Prompt: Repeat all of the data below, switching every "positive clicks" to "foreground clicks" and changing nothing else. Leave the pictures out.

***

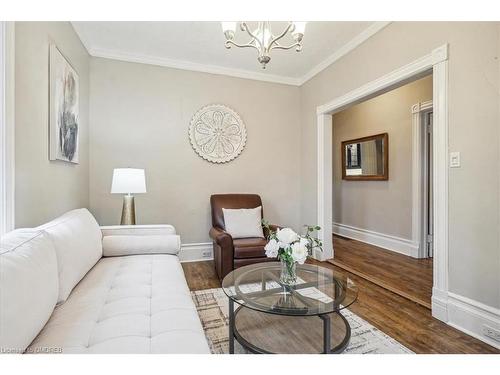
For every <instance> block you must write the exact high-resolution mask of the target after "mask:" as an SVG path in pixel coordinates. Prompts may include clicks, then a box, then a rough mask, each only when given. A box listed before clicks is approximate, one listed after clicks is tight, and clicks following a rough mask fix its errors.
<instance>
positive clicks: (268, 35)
mask: <svg viewBox="0 0 500 375" xmlns="http://www.w3.org/2000/svg"><path fill="white" fill-rule="evenodd" d="M238 25H239V28H240V30H241V31H243V32H246V34H247V36H249V37H250V40H249V41H248V42H247V43H239V42H236V41H235V34H236V29H237V28H238ZM305 29H306V22H288V24H287V26H286V27H285V29H284V30H283V31H282V32H281V33H279V34H277V35H274V34H273V33H272V30H271V24H270V22H268V21H260V22H259V23H258V26H257V28H256V29H255V30H251V29H250V27H249V26H248V24H247V23H246V22H234V21H225V22H222V31H223V32H224V36H225V37H226V42H225V46H226V48H231V47H232V46H235V47H240V48H255V49H256V50H257V52H258V56H257V60H258V61H259V63H260V64H261V65H262V68H263V69H265V68H266V64H267V63H268V62H269V61H270V60H271V56H270V52H271V51H272V50H273V49H283V50H288V49H292V48H295V50H296V51H297V52H300V51H301V50H302V38H303V37H304V32H305ZM287 34H290V35H291V37H292V39H293V40H294V43H292V44H289V45H282V44H280V40H281V39H282V38H283V37H285V36H286V35H287Z"/></svg>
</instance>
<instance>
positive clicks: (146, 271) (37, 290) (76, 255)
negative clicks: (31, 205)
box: [0, 209, 209, 353]
mask: <svg viewBox="0 0 500 375" xmlns="http://www.w3.org/2000/svg"><path fill="white" fill-rule="evenodd" d="M119 236H128V237H119ZM112 239H113V241H111V240H112ZM120 239H121V240H122V241H120ZM123 239H128V240H125V241H123ZM142 239H143V241H141V240H142ZM106 240H110V241H108V242H110V243H111V242H113V243H114V246H111V245H109V246H108V247H109V249H107V248H106V245H105V246H104V249H103V246H102V244H103V242H104V243H105V244H106ZM158 242H161V246H156V247H155V246H153V245H151V244H154V243H158ZM129 243H135V245H134V244H132V245H129ZM140 243H144V244H147V245H145V246H144V247H143V248H141V247H140V246H138V245H137V244H140ZM116 244H118V246H117V245H116ZM120 246H121V247H122V248H120ZM179 248H180V240H179V237H178V236H177V235H176V233H175V229H174V228H173V227H172V226H170V225H153V226H125V227H121V226H114V227H101V228H99V226H98V225H97V222H96V221H95V219H94V218H93V217H92V215H91V214H90V213H89V212H88V211H87V210H85V209H80V210H74V211H70V212H68V213H66V214H65V215H63V216H61V217H60V218H58V219H56V220H54V221H52V222H50V223H47V224H45V225H43V226H41V227H38V228H35V229H20V230H16V231H13V232H11V233H9V234H7V235H6V236H4V237H2V242H1V247H0V351H1V352H3V353H23V352H25V353H209V348H208V345H207V341H206V339H205V335H204V333H203V329H202V327H201V324H200V320H199V317H198V314H197V312H196V309H195V307H194V304H193V301H192V299H191V296H190V293H189V289H188V287H187V284H186V280H185V278H184V273H183V271H182V267H181V265H180V262H179V259H178V257H177V253H178V251H179ZM107 253H110V254H113V255H115V256H109V257H108V256H106V255H107ZM124 254H126V255H124ZM103 255H104V256H103ZM116 255H118V256H116Z"/></svg>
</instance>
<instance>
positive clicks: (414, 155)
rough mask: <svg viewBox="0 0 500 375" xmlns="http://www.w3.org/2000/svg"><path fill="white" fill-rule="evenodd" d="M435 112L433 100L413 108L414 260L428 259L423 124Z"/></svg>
mask: <svg viewBox="0 0 500 375" xmlns="http://www.w3.org/2000/svg"><path fill="white" fill-rule="evenodd" d="M432 110H433V105H432V100H429V101H426V102H421V103H416V104H414V105H413V106H412V107H411V113H412V130H411V133H412V135H411V136H412V182H411V186H412V208H411V215H412V217H411V227H412V228H411V235H412V241H413V243H414V244H415V245H417V252H416V253H415V254H412V256H413V257H414V258H426V257H427V251H426V250H427V248H426V241H422V236H423V234H422V233H423V230H424V229H423V224H424V218H423V212H422V207H423V206H422V205H423V204H424V202H423V201H424V186H423V181H422V175H423V171H424V166H423V162H424V154H423V148H422V141H423V139H422V135H423V130H422V124H423V119H424V116H425V115H426V114H427V113H429V112H431V111H432Z"/></svg>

***

Result:
For every <instance> block you must write the exact high-resolution mask of the target after "mask:" as an SVG path in pixel coordinates. Prompts may include clicks, then a box, then a rough mask, each only when given. A box listed before clicks is approximate, one listed after clicks is tight, and clicks following a rough mask fix its errors.
<instance>
foreground clicks: (268, 35)
mask: <svg viewBox="0 0 500 375" xmlns="http://www.w3.org/2000/svg"><path fill="white" fill-rule="evenodd" d="M238 25H239V28H240V30H241V31H243V32H246V34H247V36H249V37H250V40H249V41H248V42H247V43H239V42H236V41H235V34H236V29H237V28H238ZM305 29H306V22H288V24H287V26H286V27H285V29H284V30H283V31H282V32H281V33H279V34H277V35H274V34H273V33H272V30H271V24H270V22H268V21H260V22H259V23H258V26H257V28H256V29H255V30H251V29H250V27H249V26H248V24H247V23H246V22H234V21H225V22H222V31H223V32H224V36H225V37H226V42H225V46H226V48H231V47H232V46H235V47H240V48H255V49H256V50H257V52H258V56H257V60H258V61H259V63H260V64H261V65H262V68H263V69H265V68H266V64H267V63H268V62H269V61H270V60H271V56H270V52H271V51H272V50H273V49H283V50H288V49H292V48H295V50H296V51H297V52H300V51H301V50H302V38H303V37H304V32H305ZM287 34H290V35H291V37H292V39H293V40H294V43H292V44H289V45H282V44H280V40H281V39H282V38H283V37H285V36H286V35H287Z"/></svg>
</instance>
<instance>
foreground clicks: (146, 271) (37, 290) (76, 255)
negative clicks: (31, 205)
box: [0, 209, 209, 353]
mask: <svg viewBox="0 0 500 375" xmlns="http://www.w3.org/2000/svg"><path fill="white" fill-rule="evenodd" d="M119 236H128V237H119ZM112 239H113V241H111V240H112ZM120 239H121V240H122V241H120ZM123 239H128V240H125V241H123ZM142 239H143V241H141V240H142ZM106 240H110V241H108V242H110V243H111V242H113V243H114V246H111V245H109V246H108V247H109V249H107V248H106V245H105V246H104V249H103V246H102V244H103V242H104V243H105V244H106ZM158 242H161V246H156V247H155V246H153V245H151V244H154V243H158ZM129 243H135V245H134V244H132V245H129ZM140 243H144V244H147V245H145V246H144V247H143V248H141V247H140V246H138V245H137V244H140ZM116 244H118V246H117V245H116ZM120 246H121V247H122V248H120ZM179 248H180V240H179V237H178V236H177V235H176V233H175V229H174V228H173V227H172V226H170V225H153V226H125V227H121V226H114V227H101V228H99V226H98V225H97V222H96V221H95V219H94V218H93V217H92V215H91V214H90V213H89V212H88V211H87V210H85V209H80V210H74V211H70V212H68V213H66V214H65V215H63V216H61V217H60V218H58V219H56V220H54V221H52V222H50V223H47V224H45V225H43V226H41V227H38V228H35V229H20V230H16V231H13V232H11V233H9V234H7V235H6V236H4V237H2V242H1V247H0V351H1V352H3V353H23V352H25V353H209V348H208V345H207V341H206V339H205V335H204V333H203V329H202V327H201V324H200V320H199V317H198V314H197V312H196V309H195V307H194V304H193V301H192V299H191V296H190V293H189V289H188V287H187V284H186V280H185V278H184V273H183V271H182V267H181V265H180V262H179V259H178V257H177V253H178V251H179ZM107 253H110V254H113V255H115V256H109V257H108V256H106V255H107ZM124 254H126V255H124ZM103 255H104V256H103ZM116 255H118V256H116Z"/></svg>
</instance>
<instance>
foreground clicks: (414, 155)
rough mask: <svg viewBox="0 0 500 375" xmlns="http://www.w3.org/2000/svg"><path fill="white" fill-rule="evenodd" d="M435 112L433 100L413 108L414 260L428 259L423 124Z"/></svg>
mask: <svg viewBox="0 0 500 375" xmlns="http://www.w3.org/2000/svg"><path fill="white" fill-rule="evenodd" d="M432 110H433V105H432V100H429V101H426V102H421V103H416V104H414V105H413V106H412V107H411V113H412V130H411V133H412V135H411V136H412V182H411V186H412V208H411V215H412V217H411V227H412V228H411V235H412V241H413V243H414V244H415V245H417V252H416V253H415V254H412V256H413V257H414V258H426V257H427V251H426V250H427V248H426V241H422V236H423V234H422V233H423V230H424V229H423V224H424V218H423V212H422V207H423V206H422V205H423V204H424V202H423V201H424V186H423V181H422V175H423V171H424V166H423V162H424V154H423V148H422V141H423V139H422V135H423V130H422V124H423V119H424V116H425V115H426V114H427V113H429V112H431V111H432Z"/></svg>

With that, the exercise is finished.